* **EXERCISE OBJECTIVE**:
Pictures are to be left out, and the rest of the records reproduced exactly.

[Referring expression data]
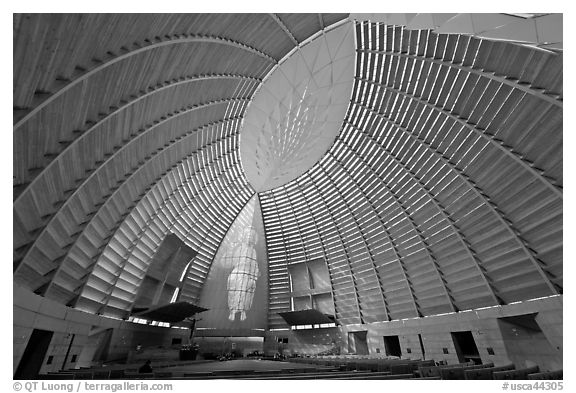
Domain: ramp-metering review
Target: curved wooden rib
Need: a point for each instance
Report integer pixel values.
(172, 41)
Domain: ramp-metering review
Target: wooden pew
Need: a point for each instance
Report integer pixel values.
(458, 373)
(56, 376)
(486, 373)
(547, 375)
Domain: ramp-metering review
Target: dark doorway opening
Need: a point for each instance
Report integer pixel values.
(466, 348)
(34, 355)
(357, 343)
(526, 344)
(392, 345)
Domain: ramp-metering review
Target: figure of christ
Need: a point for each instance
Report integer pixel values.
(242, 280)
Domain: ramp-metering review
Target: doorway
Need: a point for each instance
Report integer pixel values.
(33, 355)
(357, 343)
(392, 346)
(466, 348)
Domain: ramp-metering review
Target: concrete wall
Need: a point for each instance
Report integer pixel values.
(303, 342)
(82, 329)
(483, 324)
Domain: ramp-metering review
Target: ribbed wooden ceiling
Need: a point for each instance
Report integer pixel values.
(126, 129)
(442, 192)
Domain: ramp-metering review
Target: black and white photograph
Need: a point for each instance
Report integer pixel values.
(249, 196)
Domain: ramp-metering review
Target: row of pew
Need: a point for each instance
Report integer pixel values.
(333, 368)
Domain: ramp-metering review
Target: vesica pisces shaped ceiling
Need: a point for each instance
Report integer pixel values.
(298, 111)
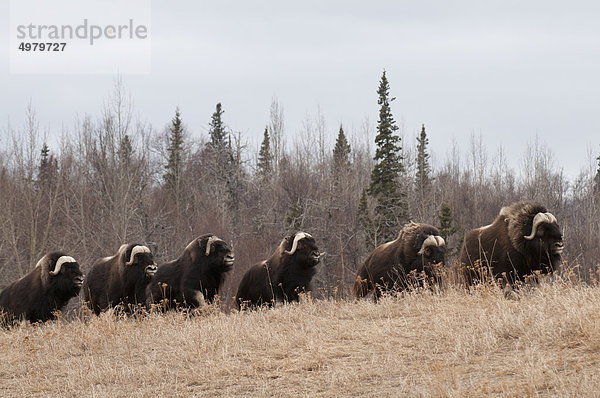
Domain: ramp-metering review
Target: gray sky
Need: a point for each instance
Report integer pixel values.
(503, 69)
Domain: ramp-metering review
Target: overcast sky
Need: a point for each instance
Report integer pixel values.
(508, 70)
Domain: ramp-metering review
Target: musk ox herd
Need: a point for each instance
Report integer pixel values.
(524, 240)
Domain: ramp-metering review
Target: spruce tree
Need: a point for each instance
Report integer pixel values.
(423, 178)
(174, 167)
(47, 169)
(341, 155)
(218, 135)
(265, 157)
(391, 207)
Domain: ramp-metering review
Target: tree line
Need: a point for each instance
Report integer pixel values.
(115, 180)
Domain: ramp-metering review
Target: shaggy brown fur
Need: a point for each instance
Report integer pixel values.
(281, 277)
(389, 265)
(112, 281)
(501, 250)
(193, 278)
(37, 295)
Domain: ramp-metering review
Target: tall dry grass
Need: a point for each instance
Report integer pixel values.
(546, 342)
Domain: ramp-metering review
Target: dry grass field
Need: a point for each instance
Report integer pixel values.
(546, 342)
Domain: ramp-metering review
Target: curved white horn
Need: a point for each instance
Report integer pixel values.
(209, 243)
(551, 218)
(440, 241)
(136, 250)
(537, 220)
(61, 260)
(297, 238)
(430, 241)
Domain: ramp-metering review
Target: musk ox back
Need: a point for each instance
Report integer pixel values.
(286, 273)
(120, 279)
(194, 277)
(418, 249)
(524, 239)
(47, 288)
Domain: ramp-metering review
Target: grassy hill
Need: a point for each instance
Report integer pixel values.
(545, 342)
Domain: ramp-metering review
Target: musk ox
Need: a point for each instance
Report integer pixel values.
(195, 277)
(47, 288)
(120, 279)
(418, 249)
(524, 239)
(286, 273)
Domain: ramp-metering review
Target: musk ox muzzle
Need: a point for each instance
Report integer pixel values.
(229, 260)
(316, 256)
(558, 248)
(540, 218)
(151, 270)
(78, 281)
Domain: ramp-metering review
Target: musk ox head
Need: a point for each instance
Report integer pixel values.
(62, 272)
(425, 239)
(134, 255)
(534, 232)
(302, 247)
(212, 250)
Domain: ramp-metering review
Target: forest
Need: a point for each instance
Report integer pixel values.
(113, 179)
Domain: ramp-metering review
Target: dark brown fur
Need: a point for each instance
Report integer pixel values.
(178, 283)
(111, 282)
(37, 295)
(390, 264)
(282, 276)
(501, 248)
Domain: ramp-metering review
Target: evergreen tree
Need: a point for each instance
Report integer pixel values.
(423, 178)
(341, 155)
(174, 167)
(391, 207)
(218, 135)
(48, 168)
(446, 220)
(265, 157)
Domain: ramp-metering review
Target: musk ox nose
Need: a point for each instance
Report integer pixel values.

* **FINISHED TASK**:
Domain: ramp-metering review
Target: curved wooden rib
Need: a point for each instance
Report integer pixel values.
(172, 41)
Domain: ramp-metering review
Target: wooden pew
Need: a point for each instance
Report integer pixel values.
(458, 373)
(56, 376)
(486, 373)
(547, 375)
Domain: ramp-metering review
Target: dark doorway opening
Need: a point for each instance
Report integer pixel values.
(466, 348)
(34, 355)
(357, 343)
(526, 344)
(392, 345)
Domain: ramp-metering review
Target: figure of christ
Need: a point for each instance
Report integer pixel values.
(242, 280)
Domain: ramp-metering review
Target: doorway
Need: a point for each instance
Report integer pixel values.
(33, 355)
(357, 343)
(392, 346)
(466, 348)
Domain: ramp-metering review
Target: concrete wall
Need: a point for each instance
Report integer pixel values.
(303, 342)
(82, 329)
(483, 324)
Domain: ramp-metering review
Target: ribbed wooden ceiling
Need: a point for each instance
Report integer pixel values.
(126, 129)
(442, 192)
Domain: ramp-metering review
Target: black and white photograph
Need: a point for each instance
Report integer pixel values.
(249, 196)
Domain: ramp-metering review
Target: row of pew
Need: a point for each instance
Report integer pixel values.
(333, 368)
Domain: ramp-metering review
Target: vesica pisces shaped ceiling
Need: a point for each instance
Report integer pixel values.
(298, 111)
Domain: ramp-metering review
Target: gray sky
Need: a point for each instance
Report integer pixel values.
(503, 69)
Domain: ramp-metering review
Target: overcast sky
Need: a point for each instance
Report integer pixel values.
(508, 70)
Domain: ramp-metering review
Target: musk ox herd
Need: a point for each instance
Report integer pixel values.
(524, 240)
Domain: ramp-metering review
Target: spruce tree
Need: a point for each instance
Report integer pixel values.
(423, 178)
(174, 167)
(47, 169)
(341, 155)
(218, 135)
(265, 157)
(391, 207)
Domain: ramp-metering review
Target: tree line
Need: a point for each instance
Report integer pixel values.
(115, 180)
Domain: ramp-metering review
Target: shaggy brown fur
Need: a point for each instance
Report integer pixel values.
(281, 277)
(389, 265)
(112, 281)
(501, 250)
(193, 278)
(37, 295)
Domain: ramp-metering review
Target: tall dry grass
Need: a point for each instance
Report integer pixel values.
(546, 342)
Domain: ramp-metering review
Target: dry grass field
Need: a point for each instance
Report integer pixel values.
(546, 342)
Domain: ramp-metering review
Target: curved white horn
Need: a point for each instance
Report integer pixel values.
(209, 243)
(551, 218)
(440, 241)
(136, 250)
(537, 220)
(61, 260)
(297, 238)
(430, 241)
Domain: ramp-metering review
Target: musk ox back
Need: a point for each instance
Report integer pixel values.
(286, 273)
(120, 279)
(194, 277)
(418, 249)
(524, 239)
(47, 288)
Domain: ramp-metering review
Target: grassy hill
Need: a point for each instance
Report integer pixel values.
(545, 342)
Domain: ramp-metering review
Target: musk ox
Need: a point for each instance
Report integer pixel values.
(195, 277)
(47, 288)
(120, 279)
(418, 249)
(524, 239)
(286, 273)
Domain: ramp-metering review
Target: musk ox muzzle
Need: a point for each instance
Report integer pixel values.
(229, 260)
(316, 256)
(558, 248)
(540, 218)
(151, 270)
(78, 281)
Domain: ramp-metering review
Target: musk ox head
Need: a point for each instance
Report integer pixel values.
(62, 272)
(425, 239)
(134, 255)
(534, 232)
(302, 247)
(212, 250)
Domain: ramp-metering review
Target: forest
Need: a point for each instance
Report integer pixel values.
(113, 179)
Domain: ramp-metering review
Target: dark brown fur
Need: a point for each instance
Report integer pixel values.
(178, 283)
(111, 282)
(37, 295)
(390, 264)
(282, 276)
(501, 248)
Domain: ramp-metering review
Target: evergreen tree
Need: a point for each instance
Report integer pixel values.
(423, 178)
(341, 155)
(174, 167)
(391, 207)
(218, 135)
(48, 168)
(446, 220)
(265, 157)
Domain: ramp-metering review
Target: musk ox nose
Need: a point for each instance
Report integer pixel values.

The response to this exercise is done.